-- HOW TO COMPLETE THIS TASK --
Copy the data below. Keep every line exactly as it is.

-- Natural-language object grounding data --
*** Begin section ***

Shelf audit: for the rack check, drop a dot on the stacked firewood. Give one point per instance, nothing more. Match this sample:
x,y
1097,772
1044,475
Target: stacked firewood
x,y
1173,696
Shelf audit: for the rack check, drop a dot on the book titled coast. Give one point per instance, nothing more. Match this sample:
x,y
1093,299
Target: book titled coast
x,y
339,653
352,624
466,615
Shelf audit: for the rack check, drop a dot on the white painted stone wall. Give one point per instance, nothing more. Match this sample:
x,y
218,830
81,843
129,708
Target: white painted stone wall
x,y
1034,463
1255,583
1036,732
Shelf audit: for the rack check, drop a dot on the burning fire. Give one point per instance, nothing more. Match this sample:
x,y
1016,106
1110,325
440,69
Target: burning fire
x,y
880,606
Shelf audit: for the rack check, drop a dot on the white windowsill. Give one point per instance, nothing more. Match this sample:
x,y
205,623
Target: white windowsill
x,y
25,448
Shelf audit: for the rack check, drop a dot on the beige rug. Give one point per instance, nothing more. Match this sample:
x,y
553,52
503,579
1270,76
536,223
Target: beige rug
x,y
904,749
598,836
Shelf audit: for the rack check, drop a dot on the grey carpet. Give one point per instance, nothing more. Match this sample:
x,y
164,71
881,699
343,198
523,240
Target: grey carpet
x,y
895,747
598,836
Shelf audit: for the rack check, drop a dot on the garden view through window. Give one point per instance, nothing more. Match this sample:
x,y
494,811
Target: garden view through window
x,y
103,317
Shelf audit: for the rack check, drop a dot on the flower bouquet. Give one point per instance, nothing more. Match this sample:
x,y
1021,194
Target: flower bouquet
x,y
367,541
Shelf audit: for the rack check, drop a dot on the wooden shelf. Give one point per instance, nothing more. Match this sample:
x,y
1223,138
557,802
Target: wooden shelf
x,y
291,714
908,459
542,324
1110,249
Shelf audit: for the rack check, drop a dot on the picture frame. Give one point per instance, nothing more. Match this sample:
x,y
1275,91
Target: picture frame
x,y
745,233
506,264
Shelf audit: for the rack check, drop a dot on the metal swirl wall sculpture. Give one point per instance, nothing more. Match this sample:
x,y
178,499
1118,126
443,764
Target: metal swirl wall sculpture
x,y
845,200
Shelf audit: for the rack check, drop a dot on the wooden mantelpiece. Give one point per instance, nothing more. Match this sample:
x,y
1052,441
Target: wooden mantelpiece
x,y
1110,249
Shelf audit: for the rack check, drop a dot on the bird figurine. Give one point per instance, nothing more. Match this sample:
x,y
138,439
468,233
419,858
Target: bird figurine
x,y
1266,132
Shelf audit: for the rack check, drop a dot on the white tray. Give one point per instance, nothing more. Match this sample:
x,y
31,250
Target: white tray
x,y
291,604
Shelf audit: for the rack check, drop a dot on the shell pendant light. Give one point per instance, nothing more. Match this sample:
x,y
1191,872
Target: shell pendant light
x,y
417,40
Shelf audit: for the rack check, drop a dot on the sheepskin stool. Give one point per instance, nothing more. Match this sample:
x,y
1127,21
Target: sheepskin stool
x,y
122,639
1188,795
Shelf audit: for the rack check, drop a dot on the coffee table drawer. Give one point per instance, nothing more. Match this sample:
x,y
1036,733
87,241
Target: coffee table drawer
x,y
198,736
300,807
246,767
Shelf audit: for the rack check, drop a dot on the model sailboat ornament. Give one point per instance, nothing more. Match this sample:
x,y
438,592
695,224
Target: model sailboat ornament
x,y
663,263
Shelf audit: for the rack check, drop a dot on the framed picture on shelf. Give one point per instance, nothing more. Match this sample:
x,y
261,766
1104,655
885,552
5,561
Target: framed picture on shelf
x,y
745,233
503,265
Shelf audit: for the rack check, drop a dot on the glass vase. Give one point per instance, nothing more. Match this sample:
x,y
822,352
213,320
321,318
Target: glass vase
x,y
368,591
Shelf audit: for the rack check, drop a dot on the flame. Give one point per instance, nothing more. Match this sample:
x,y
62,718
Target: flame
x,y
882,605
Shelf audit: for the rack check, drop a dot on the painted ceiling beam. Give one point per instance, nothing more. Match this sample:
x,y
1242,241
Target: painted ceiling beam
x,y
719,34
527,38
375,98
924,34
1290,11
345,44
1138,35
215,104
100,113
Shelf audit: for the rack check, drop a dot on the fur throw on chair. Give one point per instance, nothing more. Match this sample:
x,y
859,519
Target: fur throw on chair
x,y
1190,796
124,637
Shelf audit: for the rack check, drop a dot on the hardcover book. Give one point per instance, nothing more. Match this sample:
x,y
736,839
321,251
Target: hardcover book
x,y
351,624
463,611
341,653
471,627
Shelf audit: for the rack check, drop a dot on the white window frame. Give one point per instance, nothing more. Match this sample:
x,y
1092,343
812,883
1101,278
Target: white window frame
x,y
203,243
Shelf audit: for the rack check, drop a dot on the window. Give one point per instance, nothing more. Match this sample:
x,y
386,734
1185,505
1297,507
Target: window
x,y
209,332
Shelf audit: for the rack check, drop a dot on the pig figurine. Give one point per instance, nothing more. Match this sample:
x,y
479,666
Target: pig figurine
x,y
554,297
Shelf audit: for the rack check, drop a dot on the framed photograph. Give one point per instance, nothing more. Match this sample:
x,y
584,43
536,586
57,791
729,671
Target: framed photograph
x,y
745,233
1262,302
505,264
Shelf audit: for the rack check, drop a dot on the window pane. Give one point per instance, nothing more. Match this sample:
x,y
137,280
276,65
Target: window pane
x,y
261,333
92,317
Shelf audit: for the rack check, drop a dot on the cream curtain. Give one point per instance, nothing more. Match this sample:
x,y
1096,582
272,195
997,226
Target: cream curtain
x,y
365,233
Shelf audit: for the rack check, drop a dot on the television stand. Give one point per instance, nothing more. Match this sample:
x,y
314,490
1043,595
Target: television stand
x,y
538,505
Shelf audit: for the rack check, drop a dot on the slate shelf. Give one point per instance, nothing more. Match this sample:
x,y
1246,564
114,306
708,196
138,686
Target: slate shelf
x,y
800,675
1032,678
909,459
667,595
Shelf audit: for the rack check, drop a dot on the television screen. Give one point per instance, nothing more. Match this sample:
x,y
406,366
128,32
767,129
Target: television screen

*** End section ***

-- EXERCISE ANSWER --
Shelf audit: for the rack check, drop a dot on the stacked firewood. Give one point per instance, nothing more. Match this sample:
x,y
1097,772
1044,475
Target: stacked firewood
x,y
1173,696
Shelf audit: for the rack check, drop a dot on the book titled coast. Give one point per instance, nothing more. Match this sample:
x,y
1093,299
Target: book titled coast
x,y
339,653
352,624
466,615
Shelf audit: for the rack check, drop a dot on the white painted stone wall. Give one point per instance, nothing more. Match this sample:
x,y
218,830
81,843
129,708
Target: white painted stone wall
x,y
1034,463
1255,583
1036,732
Shelf audit: for the rack check, drop a dot on the burning fire. Give one point per instance, nothing more. Match this sample:
x,y
1016,106
1110,325
440,69
Target: burning fire
x,y
880,606
Shelf audit: for the rack check, drop a dot on the white windowsill. Give one point per instance, nothing more. Match this sample:
x,y
205,623
Target: white windowsill
x,y
25,448
Shelf audit: for the rack check, drop a dot on the beige rug. Give one point per instance, nothing more. Match this sample:
x,y
553,52
503,579
1270,76
536,223
Target: beige rug
x,y
904,749
598,836
Shelf audit: for the rack check, drop a dot on the grey carpet. Give one point per instance, nothing more. Match this sample:
x,y
164,71
881,699
343,198
523,240
Target: grey carpet
x,y
895,747
598,836
Shelf audit: for the rack check, drop a dot on the garden view through window. Give one point per instance, nothing more. Match this sample:
x,y
494,811
Target: garden view through window
x,y
103,317
Shelf audit: for the rack check, drop a dot on the flower bouquet. Give one point per instance, nothing more. Match this sample:
x,y
1021,194
Target: flower bouquet
x,y
367,541
Shelf audit: for the rack check, drop a dot on the wooden shelf. Give one point per instance, nothing more. Match this sample:
x,y
1223,138
557,802
Target: wooden shelf
x,y
291,714
908,459
542,324
1110,249
Shelf audit: for the rack check, drop a dot on the picture frame. Give one point per instance, nothing more. Match this sample:
x,y
1275,91
Target: picture frame
x,y
745,233
506,264
Shelf audit: for the rack check, drop a dot on the metal swirl wall sculpture. Give one point per instance, nothing more. Match this sample:
x,y
178,499
1118,126
443,764
Target: metal swirl wall sculpture
x,y
845,200
Shelf audit: for the rack check, drop a dot on the wooden mantelpiece. Give one point per instance, nothing more. Match this sample:
x,y
1052,441
Target: wooden mantelpiece
x,y
1110,249
Shelf audit: for the rack check, drop a dot on the bird figurine. Give one point per instance, nothing more. Match this sample:
x,y
138,439
468,233
419,858
Target: bird figurine
x,y
1266,132
Shelf audit: for the rack check, drop a dot on the white tray. Give one point per instance, nothing more. Match this sample:
x,y
31,250
Target: white tray
x,y
291,604
Shelf audit: for the rack check, drop a dot on the shell pendant light. Give one point per instance, nothing more. Match this sample:
x,y
1191,872
Target: shell pendant light
x,y
417,40
Shelf audit: for the rack check, drop a dot on the sheepskin stool. Give one point per instance, nothing more. Match this sample:
x,y
1127,21
Target: sheepskin stool
x,y
122,639
1188,795
Shelf audit: for the rack check, drop a dot on the coffee table drawer. Give one point per instance, nothing more. Match this sample:
x,y
1036,733
87,241
Target: coffee table drawer
x,y
198,736
300,807
246,767
Shelf audit: for the rack check, drop a dot on the model sailboat ornament. Give one point per instance, nothing more. Match this sample:
x,y
438,592
695,224
Target: model sailboat ornament
x,y
663,263
Shelf audit: for the rack check, drop a dot on the framed picture on shelf. Give one point per instance, nothing more. Match this sample:
x,y
261,766
1104,655
885,552
5,561
Target: framed picture on shelf
x,y
745,233
503,265
Shelf audit: for the rack check, drop a dot on the glass vase. Give one point per instance, nothing more. Match this sample:
x,y
822,352
213,320
321,318
Target: glass vase
x,y
368,591
Shelf audit: for the rack check, drop a dot on the flame. Give one point per instance, nothing more. Match this sample:
x,y
62,718
Target: flame
x,y
882,605
Shelf audit: for the rack check, drop a dot on the painted ceiling beam. Give one point per instance, nothing more. Match this sample:
x,y
1242,241
Target: painted ceiling beam
x,y
719,34
527,38
375,98
924,34
1290,11
345,44
1138,35
215,104
100,113
Shelf audit: for the rack check, drop a dot on the fur throw on chair. Give one point per instance, nothing more. Match this sample:
x,y
859,519
Target: fur throw on chair
x,y
1190,796
124,637
Shelf audit: for the rack check, drop a dot on the hardcover book. Give one point per instance, nothing more. Match this sample:
x,y
736,839
321,251
Target: hardcover book
x,y
351,624
463,611
341,653
471,627
Shelf audit: for the rack check, drop a dot on the white window frame. Give one point per instance, nothing more. Match this sample:
x,y
1092,343
812,883
1101,278
Target: white window frame
x,y
203,243
Shelf audit: for the rack check, drop a dot on the window. Give one point per instance, nothing more. Match this sample:
x,y
386,734
1185,505
1297,507
Target: window
x,y
209,332
Shelf audit: for the rack check, drop a dot on the pig figurine. Give one point per instance, nothing more. Match this sample:
x,y
479,666
Target: pig figurine
x,y
554,297
Shelf audit: for the rack check, drop a dot on the framed photograph. Give one point per instance, nothing more. Match this sample:
x,y
584,43
536,586
57,791
729,671
Target: framed photograph
x,y
745,233
1262,302
505,264
Shelf audit: for the rack check, drop a dot on the window pane. Give one point per instance, nothing more. Match this sample:
x,y
137,280
276,65
Target: window pane
x,y
261,333
92,317
Shelf audit: for the rack check, drop a dot on the cream curtain. Give one point per instance, nothing more. Match this sample:
x,y
1096,582
272,195
997,226
Target: cream curtain
x,y
365,233
Shelf audit: for the rack check, drop a dot on the television stand. Give one point per instance, nothing more. Match this sample:
x,y
314,490
1043,595
Target: television stand
x,y
538,505
Shelf audit: for the rack check, drop a dot on the slate shelf. Give one point per instance, nothing more. Match this sample:
x,y
1246,564
114,306
708,196
138,686
Target: slate shelf
x,y
800,675
1032,678
909,459
667,595
Shelf audit: for the rack check, drop a dot on the television screen. Give one point per instance, nothing more. Match this sample:
x,y
406,366
128,32
767,129
Target: television screen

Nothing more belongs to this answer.